Copy nothing from the entries below except the lines from the one containing "Target: umbrella canopy" through the one containing "[locate] the chevrolet", and copy those exactly.
*** Opening PROVIDED INFORMATION ***
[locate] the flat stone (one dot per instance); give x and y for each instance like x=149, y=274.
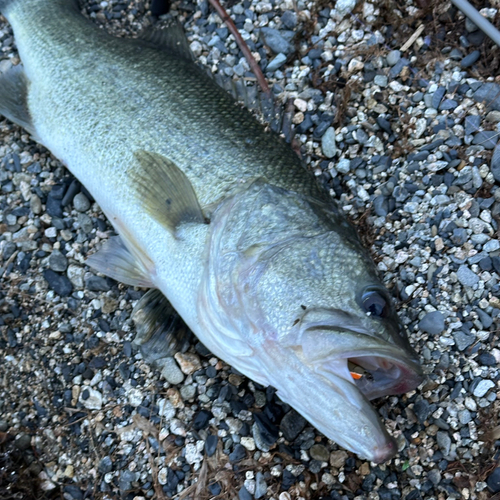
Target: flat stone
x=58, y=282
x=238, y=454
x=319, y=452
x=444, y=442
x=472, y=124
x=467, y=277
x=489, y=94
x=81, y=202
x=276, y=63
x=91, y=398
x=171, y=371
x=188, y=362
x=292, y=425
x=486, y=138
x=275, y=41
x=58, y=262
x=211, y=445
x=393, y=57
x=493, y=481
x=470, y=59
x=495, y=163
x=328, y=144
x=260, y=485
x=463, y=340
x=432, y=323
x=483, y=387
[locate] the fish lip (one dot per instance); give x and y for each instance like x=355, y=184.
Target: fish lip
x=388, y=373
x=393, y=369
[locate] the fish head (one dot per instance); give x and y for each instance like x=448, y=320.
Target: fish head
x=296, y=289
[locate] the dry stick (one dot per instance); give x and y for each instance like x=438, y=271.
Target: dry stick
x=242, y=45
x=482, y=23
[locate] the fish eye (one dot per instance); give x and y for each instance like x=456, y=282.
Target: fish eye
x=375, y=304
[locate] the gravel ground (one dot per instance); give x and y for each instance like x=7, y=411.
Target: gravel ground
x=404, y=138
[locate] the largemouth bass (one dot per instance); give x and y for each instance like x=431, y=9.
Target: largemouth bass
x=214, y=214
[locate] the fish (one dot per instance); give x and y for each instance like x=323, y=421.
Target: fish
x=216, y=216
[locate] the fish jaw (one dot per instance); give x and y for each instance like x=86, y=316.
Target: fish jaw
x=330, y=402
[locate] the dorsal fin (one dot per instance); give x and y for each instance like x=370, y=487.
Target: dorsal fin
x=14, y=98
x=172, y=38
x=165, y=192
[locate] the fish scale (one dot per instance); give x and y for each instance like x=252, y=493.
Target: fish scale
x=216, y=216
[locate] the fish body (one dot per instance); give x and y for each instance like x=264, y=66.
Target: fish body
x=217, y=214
*** Closing PROVIDED INFORMATION ***
*** Opening PROVIDED INFORMATION ***
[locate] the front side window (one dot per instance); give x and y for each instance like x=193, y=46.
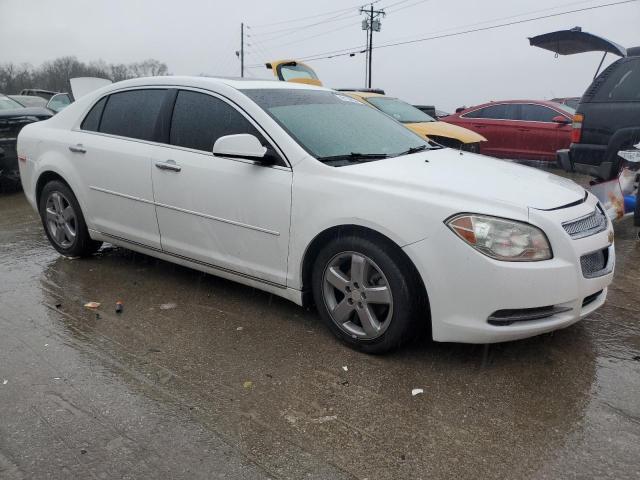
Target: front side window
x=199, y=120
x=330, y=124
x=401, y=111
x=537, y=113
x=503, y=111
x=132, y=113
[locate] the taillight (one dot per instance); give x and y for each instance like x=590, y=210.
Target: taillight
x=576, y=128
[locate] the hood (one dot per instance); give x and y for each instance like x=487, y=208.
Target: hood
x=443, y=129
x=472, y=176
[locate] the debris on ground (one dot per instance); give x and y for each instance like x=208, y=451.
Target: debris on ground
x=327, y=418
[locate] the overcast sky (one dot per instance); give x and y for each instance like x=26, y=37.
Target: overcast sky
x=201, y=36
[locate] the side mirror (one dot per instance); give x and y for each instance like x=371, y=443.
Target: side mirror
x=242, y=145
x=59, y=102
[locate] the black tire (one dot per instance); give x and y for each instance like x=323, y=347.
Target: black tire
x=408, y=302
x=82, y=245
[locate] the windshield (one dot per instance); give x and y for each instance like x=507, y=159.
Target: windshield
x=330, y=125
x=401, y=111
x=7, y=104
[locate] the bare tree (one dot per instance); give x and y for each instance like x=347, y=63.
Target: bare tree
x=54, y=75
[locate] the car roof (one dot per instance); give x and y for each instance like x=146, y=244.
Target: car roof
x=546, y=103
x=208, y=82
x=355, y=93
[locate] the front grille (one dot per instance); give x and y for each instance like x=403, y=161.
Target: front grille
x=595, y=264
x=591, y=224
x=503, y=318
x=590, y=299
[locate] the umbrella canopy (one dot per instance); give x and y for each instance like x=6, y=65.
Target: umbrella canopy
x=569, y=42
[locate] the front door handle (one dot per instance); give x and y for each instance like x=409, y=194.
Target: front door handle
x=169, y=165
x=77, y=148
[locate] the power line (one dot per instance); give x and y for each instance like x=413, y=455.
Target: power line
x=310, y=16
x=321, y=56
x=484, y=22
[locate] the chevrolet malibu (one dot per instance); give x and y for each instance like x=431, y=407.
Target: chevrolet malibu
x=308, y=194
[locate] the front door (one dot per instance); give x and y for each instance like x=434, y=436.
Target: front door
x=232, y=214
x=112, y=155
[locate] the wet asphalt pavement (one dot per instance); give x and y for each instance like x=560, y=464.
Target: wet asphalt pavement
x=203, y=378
*** Closing PROVIDED INFORMATION ***
*** Opening PROVIDED INFORMATION ***
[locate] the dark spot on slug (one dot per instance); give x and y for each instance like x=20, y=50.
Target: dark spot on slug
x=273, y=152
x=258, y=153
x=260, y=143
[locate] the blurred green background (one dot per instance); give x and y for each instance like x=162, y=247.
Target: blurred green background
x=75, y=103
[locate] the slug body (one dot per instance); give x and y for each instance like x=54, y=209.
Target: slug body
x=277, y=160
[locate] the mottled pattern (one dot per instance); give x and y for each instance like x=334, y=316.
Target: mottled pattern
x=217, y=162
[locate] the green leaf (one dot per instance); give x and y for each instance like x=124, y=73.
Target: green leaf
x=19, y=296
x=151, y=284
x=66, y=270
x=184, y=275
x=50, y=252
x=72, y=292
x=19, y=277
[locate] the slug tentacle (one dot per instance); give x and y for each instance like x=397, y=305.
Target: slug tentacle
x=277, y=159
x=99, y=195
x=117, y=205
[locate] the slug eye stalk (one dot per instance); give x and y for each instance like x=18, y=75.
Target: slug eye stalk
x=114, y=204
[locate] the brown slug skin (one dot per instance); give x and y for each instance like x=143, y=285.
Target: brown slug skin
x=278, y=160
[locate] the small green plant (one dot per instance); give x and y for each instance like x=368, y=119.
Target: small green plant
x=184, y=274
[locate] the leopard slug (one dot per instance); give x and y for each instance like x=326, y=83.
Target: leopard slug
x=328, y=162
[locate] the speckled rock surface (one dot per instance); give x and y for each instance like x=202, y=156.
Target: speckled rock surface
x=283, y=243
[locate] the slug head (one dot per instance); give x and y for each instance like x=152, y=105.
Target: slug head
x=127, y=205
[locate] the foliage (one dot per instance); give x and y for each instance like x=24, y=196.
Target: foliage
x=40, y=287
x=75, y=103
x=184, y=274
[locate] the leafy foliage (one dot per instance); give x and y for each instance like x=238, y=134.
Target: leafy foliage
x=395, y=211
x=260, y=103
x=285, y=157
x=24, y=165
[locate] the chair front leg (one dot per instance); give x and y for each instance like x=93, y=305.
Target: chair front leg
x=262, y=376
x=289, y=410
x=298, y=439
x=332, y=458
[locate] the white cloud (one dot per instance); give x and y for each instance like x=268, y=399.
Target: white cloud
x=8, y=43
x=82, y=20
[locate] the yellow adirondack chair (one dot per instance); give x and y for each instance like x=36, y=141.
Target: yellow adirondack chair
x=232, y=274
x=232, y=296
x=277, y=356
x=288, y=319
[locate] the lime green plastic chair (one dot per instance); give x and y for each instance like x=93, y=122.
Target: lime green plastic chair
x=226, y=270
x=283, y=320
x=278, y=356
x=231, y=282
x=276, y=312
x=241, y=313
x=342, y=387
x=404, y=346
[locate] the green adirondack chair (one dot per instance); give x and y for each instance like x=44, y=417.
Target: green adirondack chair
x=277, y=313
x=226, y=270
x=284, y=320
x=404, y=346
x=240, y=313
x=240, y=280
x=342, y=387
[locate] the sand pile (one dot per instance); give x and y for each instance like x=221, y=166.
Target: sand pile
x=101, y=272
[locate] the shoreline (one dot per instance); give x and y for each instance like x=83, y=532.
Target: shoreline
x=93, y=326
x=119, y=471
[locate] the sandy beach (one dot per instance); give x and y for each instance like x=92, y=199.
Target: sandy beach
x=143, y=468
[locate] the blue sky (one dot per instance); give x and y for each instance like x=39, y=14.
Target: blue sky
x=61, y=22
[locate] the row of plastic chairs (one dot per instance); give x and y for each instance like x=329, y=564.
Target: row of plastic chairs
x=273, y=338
*** Closing PROVIDED INFORMATION ***
* **SOLUTION TO THE EXERCISE**:
Target: umbrella canopy
x=569, y=42
[locate] the front door handle (one dot per instance); give x and y for each instance like x=409, y=194.
Target: front door handle
x=169, y=165
x=77, y=148
[locate] the power line (one dot per instance); give x and y for each instance like x=413, y=455.
Target: power line
x=310, y=16
x=321, y=56
x=484, y=22
[locate] the chevrolet malibu (one dot per instance); give x and y for each instance like x=431, y=407.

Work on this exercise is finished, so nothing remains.